→ To do:
The data that follows is to be given again, exactly as written.

→ Material to process:
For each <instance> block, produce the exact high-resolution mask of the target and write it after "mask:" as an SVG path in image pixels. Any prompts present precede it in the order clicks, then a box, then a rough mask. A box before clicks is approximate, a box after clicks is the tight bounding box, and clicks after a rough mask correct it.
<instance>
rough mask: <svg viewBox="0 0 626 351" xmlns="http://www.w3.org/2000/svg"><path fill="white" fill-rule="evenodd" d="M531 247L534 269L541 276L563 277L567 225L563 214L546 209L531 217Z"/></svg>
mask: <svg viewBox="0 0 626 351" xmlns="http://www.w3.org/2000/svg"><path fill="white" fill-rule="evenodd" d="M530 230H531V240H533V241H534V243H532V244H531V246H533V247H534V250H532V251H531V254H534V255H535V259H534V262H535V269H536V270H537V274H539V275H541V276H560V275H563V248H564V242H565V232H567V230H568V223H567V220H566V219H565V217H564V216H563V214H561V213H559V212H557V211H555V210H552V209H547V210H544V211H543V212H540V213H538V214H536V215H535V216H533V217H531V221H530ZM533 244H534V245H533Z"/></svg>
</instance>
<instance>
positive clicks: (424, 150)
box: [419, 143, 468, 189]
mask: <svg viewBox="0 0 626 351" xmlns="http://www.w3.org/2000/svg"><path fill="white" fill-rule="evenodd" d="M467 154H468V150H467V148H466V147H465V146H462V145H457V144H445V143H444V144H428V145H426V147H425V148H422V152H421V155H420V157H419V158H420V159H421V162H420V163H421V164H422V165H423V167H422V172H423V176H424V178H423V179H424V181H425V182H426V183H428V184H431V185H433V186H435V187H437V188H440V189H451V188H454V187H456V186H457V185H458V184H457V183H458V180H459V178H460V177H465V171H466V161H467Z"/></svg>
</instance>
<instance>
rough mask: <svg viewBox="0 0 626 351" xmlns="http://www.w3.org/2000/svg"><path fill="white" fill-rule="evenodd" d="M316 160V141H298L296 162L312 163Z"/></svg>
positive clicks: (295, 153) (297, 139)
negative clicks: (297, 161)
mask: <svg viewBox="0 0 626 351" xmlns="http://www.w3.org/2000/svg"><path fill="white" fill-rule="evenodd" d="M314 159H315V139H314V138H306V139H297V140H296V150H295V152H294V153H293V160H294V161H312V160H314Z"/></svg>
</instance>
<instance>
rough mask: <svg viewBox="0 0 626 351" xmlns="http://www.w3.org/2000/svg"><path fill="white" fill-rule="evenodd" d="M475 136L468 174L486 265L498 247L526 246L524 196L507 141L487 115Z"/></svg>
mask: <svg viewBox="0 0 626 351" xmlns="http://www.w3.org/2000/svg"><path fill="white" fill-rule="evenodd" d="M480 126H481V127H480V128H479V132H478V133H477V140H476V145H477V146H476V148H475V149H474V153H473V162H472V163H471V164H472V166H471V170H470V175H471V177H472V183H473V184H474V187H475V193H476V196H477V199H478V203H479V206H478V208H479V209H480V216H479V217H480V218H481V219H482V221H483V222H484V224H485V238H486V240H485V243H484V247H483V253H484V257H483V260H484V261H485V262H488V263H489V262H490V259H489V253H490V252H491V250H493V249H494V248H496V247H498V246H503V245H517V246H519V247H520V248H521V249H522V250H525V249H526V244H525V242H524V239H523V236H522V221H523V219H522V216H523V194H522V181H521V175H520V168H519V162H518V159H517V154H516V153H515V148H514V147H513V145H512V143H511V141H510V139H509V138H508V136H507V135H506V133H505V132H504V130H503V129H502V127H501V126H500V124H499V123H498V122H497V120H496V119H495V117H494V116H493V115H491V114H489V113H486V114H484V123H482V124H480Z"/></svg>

→ Answer below:
For each <instance> block, produce the exact high-resolution mask of the target and write it after "mask:" as an SVG path in image pixels. Any prompts present precede it in the order clicks, then a box, then a rough mask. A box before clicks is approximate, a box after clicks is the tight bounding box, and clicks after a rough mask correct it.
<instance>
rough mask: <svg viewBox="0 0 626 351" xmlns="http://www.w3.org/2000/svg"><path fill="white" fill-rule="evenodd" d="M531 247L534 269L541 276L563 277L567 225L563 214L546 209L531 217Z"/></svg>
mask: <svg viewBox="0 0 626 351" xmlns="http://www.w3.org/2000/svg"><path fill="white" fill-rule="evenodd" d="M530 230H531V240H533V241H534V243H532V244H531V246H533V247H534V250H532V251H531V254H534V255H535V259H534V262H535V269H536V270H537V274H539V275H541V276H560V275H563V248H564V242H565V232H567V230H568V223H567V220H566V219H565V217H564V216H563V214H561V213H559V212H557V211H555V210H552V209H547V210H544V211H543V212H540V213H538V214H536V215H535V216H533V217H531V221H530ZM533 244H534V245H533Z"/></svg>
</instance>
<instance>
positive clicks: (424, 150)
box: [419, 143, 468, 189]
mask: <svg viewBox="0 0 626 351" xmlns="http://www.w3.org/2000/svg"><path fill="white" fill-rule="evenodd" d="M467 154H468V150H467V148H466V147H465V146H462V145H457V144H445V143H444V144H428V145H426V147H425V148H422V152H421V155H420V157H419V158H420V159H421V162H420V163H421V164H422V165H423V167H422V172H423V176H424V178H423V179H424V181H425V182H426V183H428V184H431V185H433V186H435V187H437V188H440V189H451V188H454V187H456V186H457V185H458V184H457V183H458V180H459V178H460V177H465V171H466V161H467Z"/></svg>
</instance>
<instance>
rough mask: <svg viewBox="0 0 626 351" xmlns="http://www.w3.org/2000/svg"><path fill="white" fill-rule="evenodd" d="M316 160V141H298L296 162L312 163Z"/></svg>
positive clicks: (295, 153) (297, 139)
negative clicks: (297, 161)
mask: <svg viewBox="0 0 626 351" xmlns="http://www.w3.org/2000/svg"><path fill="white" fill-rule="evenodd" d="M314 159H315V139H314V138H306V139H297V140H296V150H295V152H294V153H293V160H294V161H312V160H314Z"/></svg>
</instance>
<instance>
rough mask: <svg viewBox="0 0 626 351" xmlns="http://www.w3.org/2000/svg"><path fill="white" fill-rule="evenodd" d="M475 136L468 174L486 265L498 247L526 246L524 196L507 141L487 115Z"/></svg>
mask: <svg viewBox="0 0 626 351" xmlns="http://www.w3.org/2000/svg"><path fill="white" fill-rule="evenodd" d="M480 126H481V127H480V128H479V132H478V133H477V140H476V145H477V146H476V148H475V149H474V153H473V162H472V163H471V164H472V166H471V170H470V175H471V177H472V183H473V184H474V187H475V193H476V196H477V199H478V203H479V206H478V208H479V209H480V216H479V217H480V218H481V219H482V221H483V222H484V224H485V238H486V240H485V243H484V247H483V253H484V257H483V260H484V261H485V262H488V263H489V262H490V259H489V253H490V252H491V250H493V249H494V248H496V247H498V246H503V245H517V246H519V247H520V248H521V249H522V250H525V249H526V244H525V242H524V239H523V236H522V221H523V219H522V216H523V194H522V181H521V175H520V168H519V162H518V159H517V154H516V153H515V148H514V147H513V145H512V143H511V141H510V139H509V138H508V136H507V135H506V133H505V132H504V130H503V129H502V127H501V126H500V124H499V123H498V122H497V120H496V119H495V117H494V116H493V115H491V114H489V113H486V114H484V123H482V124H480Z"/></svg>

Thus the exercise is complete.